| DATA PROVIDED |
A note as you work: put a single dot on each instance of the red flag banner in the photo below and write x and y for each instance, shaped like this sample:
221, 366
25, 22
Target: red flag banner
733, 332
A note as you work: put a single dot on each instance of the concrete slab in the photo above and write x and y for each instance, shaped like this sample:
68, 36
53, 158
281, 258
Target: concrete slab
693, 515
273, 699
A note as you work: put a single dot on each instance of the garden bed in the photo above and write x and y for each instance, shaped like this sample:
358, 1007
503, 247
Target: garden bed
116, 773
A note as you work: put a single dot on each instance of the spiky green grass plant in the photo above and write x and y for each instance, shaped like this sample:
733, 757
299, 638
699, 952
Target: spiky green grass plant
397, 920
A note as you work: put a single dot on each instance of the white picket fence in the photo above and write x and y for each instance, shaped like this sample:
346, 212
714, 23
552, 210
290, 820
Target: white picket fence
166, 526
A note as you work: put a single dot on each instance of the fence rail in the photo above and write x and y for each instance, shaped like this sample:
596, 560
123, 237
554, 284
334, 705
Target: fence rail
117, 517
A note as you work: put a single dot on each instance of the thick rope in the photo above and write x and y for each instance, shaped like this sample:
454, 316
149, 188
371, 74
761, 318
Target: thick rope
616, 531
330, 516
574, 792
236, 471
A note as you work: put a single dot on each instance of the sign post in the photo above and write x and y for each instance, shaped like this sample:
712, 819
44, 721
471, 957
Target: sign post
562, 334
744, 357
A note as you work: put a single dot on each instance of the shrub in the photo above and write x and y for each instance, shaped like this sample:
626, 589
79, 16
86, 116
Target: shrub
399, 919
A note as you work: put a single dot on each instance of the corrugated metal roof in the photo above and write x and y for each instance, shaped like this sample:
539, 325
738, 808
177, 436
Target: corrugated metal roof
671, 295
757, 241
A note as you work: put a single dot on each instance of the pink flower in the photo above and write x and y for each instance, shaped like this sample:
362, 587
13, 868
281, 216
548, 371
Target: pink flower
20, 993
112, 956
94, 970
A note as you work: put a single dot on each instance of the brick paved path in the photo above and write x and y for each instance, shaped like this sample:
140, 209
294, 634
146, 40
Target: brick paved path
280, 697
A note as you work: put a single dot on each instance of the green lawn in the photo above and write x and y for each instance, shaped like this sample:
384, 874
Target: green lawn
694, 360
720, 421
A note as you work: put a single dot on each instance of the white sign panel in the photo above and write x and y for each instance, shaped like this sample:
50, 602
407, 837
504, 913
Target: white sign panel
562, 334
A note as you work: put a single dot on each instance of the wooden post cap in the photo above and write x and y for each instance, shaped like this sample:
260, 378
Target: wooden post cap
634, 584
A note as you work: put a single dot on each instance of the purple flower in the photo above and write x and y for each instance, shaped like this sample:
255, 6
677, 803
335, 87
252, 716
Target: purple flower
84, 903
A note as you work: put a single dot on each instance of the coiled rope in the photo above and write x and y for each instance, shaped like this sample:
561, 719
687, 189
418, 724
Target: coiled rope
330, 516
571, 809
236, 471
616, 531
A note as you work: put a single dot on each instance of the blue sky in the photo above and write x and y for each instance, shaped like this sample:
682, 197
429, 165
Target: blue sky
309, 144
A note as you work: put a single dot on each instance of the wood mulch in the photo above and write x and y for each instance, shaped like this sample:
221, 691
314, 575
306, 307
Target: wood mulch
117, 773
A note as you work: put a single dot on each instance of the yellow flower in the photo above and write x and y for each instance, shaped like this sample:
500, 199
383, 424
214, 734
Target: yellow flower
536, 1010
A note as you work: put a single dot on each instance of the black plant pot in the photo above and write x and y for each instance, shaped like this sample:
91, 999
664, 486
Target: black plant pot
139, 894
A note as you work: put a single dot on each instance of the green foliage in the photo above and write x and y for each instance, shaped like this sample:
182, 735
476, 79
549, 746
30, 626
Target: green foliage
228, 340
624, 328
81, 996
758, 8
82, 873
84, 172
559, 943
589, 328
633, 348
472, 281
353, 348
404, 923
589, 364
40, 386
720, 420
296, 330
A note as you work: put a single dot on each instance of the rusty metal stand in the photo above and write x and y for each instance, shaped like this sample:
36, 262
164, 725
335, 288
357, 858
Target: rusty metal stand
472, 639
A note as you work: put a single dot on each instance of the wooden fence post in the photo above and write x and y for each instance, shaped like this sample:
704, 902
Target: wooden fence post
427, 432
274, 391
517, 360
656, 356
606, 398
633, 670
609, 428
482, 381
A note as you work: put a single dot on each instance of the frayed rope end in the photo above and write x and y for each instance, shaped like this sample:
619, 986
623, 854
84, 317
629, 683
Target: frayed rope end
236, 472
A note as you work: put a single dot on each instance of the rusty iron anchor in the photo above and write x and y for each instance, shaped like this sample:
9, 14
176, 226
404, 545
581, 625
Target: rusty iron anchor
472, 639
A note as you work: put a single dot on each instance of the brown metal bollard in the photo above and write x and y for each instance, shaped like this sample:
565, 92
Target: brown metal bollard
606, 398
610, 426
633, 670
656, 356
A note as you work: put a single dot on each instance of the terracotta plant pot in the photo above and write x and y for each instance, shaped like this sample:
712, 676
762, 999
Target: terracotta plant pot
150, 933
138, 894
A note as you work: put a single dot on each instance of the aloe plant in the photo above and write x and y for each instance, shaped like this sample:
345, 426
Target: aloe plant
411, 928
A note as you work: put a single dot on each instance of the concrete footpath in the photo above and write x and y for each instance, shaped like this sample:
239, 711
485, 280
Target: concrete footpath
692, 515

| YOUR GOAL |
All lines from the one that contains "the green foliage" through the end of the material are to be quoted exactly, with both ends included.

| TASK RESULT |
A note as you work: put a single dot on each instance of the green foliage in the photo above and write x and y for each instance, shaped like this sample:
182, 735
476, 79
549, 746
30, 626
Target: green foliage
228, 340
624, 328
81, 996
758, 8
82, 873
84, 172
559, 943
589, 328
633, 348
472, 281
353, 348
404, 923
589, 364
40, 386
720, 420
296, 330
A note as you work: put a single dot on each instance of the rusty metal stand in the photo above and write x and y for each instance, shaped like this sample:
36, 262
164, 725
335, 288
357, 858
Target: rusty metal stand
472, 639
A note as you work: put a single dot on each instance of the wooden fence post in the photo above and write x and y for each instance, shaped like this sample:
704, 902
Target: wooden fence post
427, 432
274, 391
517, 360
656, 356
606, 398
633, 670
609, 428
482, 381
A note as you work: put a single dot on each instance of the frayed rope end in the photo above and write x and y for each instance, shaped like this sample:
619, 986
623, 854
84, 317
629, 683
Target: frayed rope end
236, 472
A note as you work: put a single dot on each instance of the rusty iron anchor in the photo above and write x and y for each instance, shaped like this sample:
9, 14
176, 226
404, 545
581, 625
Target: rusty iron anchor
472, 639
A note as you work: put a single dot on each instance of the brown metal bollard in the photo above and write x and y for each instance, shaped like this sample:
565, 92
Target: brown metal bollard
606, 398
610, 426
633, 670
656, 356
A note as you work: put a single dot on each instance of the terracotta plant pot in the photo above and write x and y for each instance, shaped like this sample:
712, 676
762, 999
Target: terracotta plant pot
150, 933
138, 894
A note as you work: put a single dot on each instance of the aloe plant in the photo above and write x and y for each instance, shaped like this sample:
345, 426
Target: aloe plant
411, 928
A note as you work: put a single dot on each instance of the concrete footpath in the photo above and write x and y for each instance, shaped like this sample:
239, 711
485, 280
Target: concrete footpath
692, 515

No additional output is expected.